Stated task 1: Output the rows as a JSON list of strings, one string per line with blank lines omitted, starting at the line containing "the evergreen tree." and ending at the last line of the rows.

Passage to read:
%%
Why Oncrawl is much more than a desktop crawler: A deep dive into our cloud-based SEO platform

December 6, 2018 - 10  min reading time - by Emma Labrador
Home > SEO Thoughts > Why Oncrawl is much more than a desktop crawler: A deep dive into our cloud-based SEO platform

Oncrawl was built around the SEO needs of the n°1 French ecommerce player back in 2015. This meant we had to scale our analysis and deal with a website with more than 50M URLs in a short period of time. Tough, you would say, for a new player? Actually, our infrastructure, on which we spent 1,5M€ just in R&D and which had previously supported different data projects, has made it easy. As the distinction between desktop and cloud-based crawlers is still sometimes unclear, we thought it might be useful to explain why Oncrawl has much more to offer than a simple desktop crawler – from high scaling capabilities to third-party integrations and speed of analysis.

Scaling to infinity and beyond

Desktop crawlers are limited in crawling capacity due to the resources and memory of the computer they are running on. It’s most likely they’ll be limited to crawling only a few thousands URLs per crawl. While this can be ok for small websites, it can still take more time to crawl these URLs compared to a SaaS (Software as a Service) crawler. Cloud-based crawlers are distributed across many servers so you aren’t limited by the speed and size of your machine.

This means that there is no crawl we can’t handle. We’ve been working for small websites as well as for very large websites, including some of the Fortune 500 companies. As said in the intro, we developed our SEO crawler after Cdiscount, the largest ecommerce website in France, asked us to build them a custom solution to handle their 50M+ URLs and SEO needs in one single crawl. Plus, our scaling capabilities have made us two years in a row the Best SEO Tool at the European Search Awards, the leading ceremony in the search industry. Currently, we collect up to 25 millions of URLs per day and per website, or approximately 1 billion web pages and 150 billions of links per month. You can learn more about our technology and how we handle GDPR policies here.
%%
Stated task 2: Write the next part of the article on Oncrawl's cloud-based SEO platform, picking up after its last sentence.

Material for the task:
%%
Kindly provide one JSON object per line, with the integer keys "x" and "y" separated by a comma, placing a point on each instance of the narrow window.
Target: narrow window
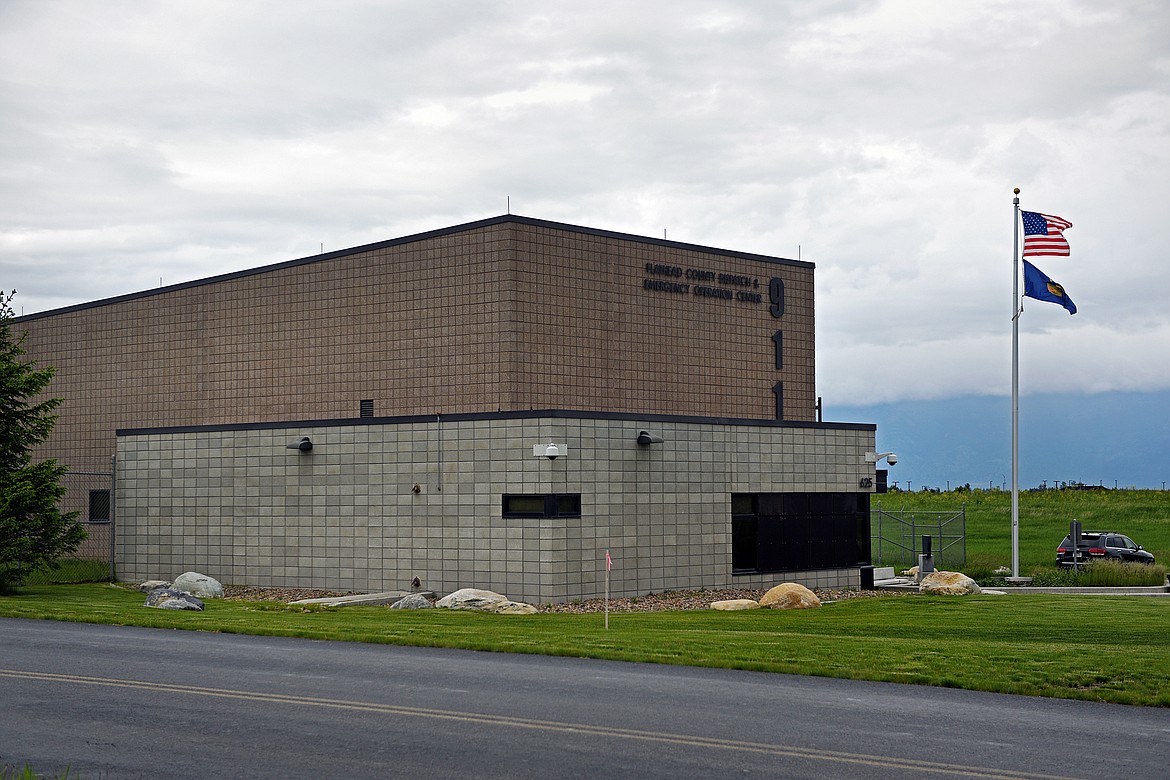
{"x": 98, "y": 505}
{"x": 553, "y": 505}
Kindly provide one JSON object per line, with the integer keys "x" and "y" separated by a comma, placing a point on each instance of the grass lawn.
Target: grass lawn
{"x": 1095, "y": 648}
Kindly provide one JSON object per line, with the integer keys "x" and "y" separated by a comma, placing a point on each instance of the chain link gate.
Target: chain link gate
{"x": 90, "y": 494}
{"x": 896, "y": 537}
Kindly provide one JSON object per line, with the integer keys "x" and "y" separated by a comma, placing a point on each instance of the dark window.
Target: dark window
{"x": 776, "y": 532}
{"x": 98, "y": 505}
{"x": 553, "y": 505}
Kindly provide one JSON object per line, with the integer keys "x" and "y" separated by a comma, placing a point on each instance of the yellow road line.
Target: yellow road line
{"x": 809, "y": 753}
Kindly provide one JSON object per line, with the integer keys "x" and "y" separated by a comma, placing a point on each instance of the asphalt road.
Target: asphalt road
{"x": 111, "y": 703}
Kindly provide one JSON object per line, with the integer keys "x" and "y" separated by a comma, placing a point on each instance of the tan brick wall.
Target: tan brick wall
{"x": 508, "y": 315}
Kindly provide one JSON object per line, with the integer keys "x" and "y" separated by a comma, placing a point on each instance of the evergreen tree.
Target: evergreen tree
%%
Exercise result 1:
[
  "Kindly provide one JSON object per line, with the integer keys \"x\" and \"y\" separated by a comma, placing a point on each instance of the evergreen tree.",
  "Target: evergreen tree"
]

Exercise result 2:
Custom speed, extensive capabilities

Since our application is cloud-based, you don’t need to think about your machine’s resources and speed capabilities. It also means there is no restriction regarding timing or the number of crawls that can be launched. You can launch as many crawls as your subscription allows and do other things while it’s crawling. Using a cloud-based solution also means you can close your application window and wait for the crawl to be done – it’s working on its own and doesn’t need your surveillance. Oncrawl lets you schedule crawls based on your SEO needs, whether you need to crawl your site once a week or every month. You can also decide to speed up your analysis if you need them faster.
Since the Oncrawl app can be used to crawl any website, our bot will follow the Crawl-Delay directive expressed in the robots.txt file found on the target website, if any.
Otherwise, we limit the crawl rate at the speed of 1 page per second, so our bot is not too aggressive against the targeted website.
When a website has a Crawl-Delay directive higher than 1, our application emits a warning to tell you that the crawl will be slower than the requested speed.
If the Crawl-Delay is higher than 30, we display an error. We will simply not allow you to configure a crawl with such an high crawl delay.
The only way to set up a crawl under those circumstances is to use a virtual robots.txt file.
To do so, you must first validate the project with your Google Analytics account, so we can make sure that you have some kind of ownership on the domain you want to crawl.

We have a few different parameters that let you take control of your crawl:

  • Speed up your crawl
  • Pause, stop, relaunch or abort a crawl
  • Schedule a crawl to avoid peak traffic times and ease stress on your server when our bots come to your site
  • See in real-time the pages that have been fetched, the number of URLs we retrieved so far and see if there is any issue slowing your crawl down.

 

crawler screenshot_progression

crawler_fetch progression screenshot

Log files analysis made easy

Oncrawl is so much more than a simple SEO crawler. Over the past years, we’ve also released a powerful log files analyzer tackling issues that no other SEO solution has found.

Complete log files are a perfect reflection of the life of your site. Whether it is visitors or bots, pages displayed or calls to resources, any activity on your site is written in it.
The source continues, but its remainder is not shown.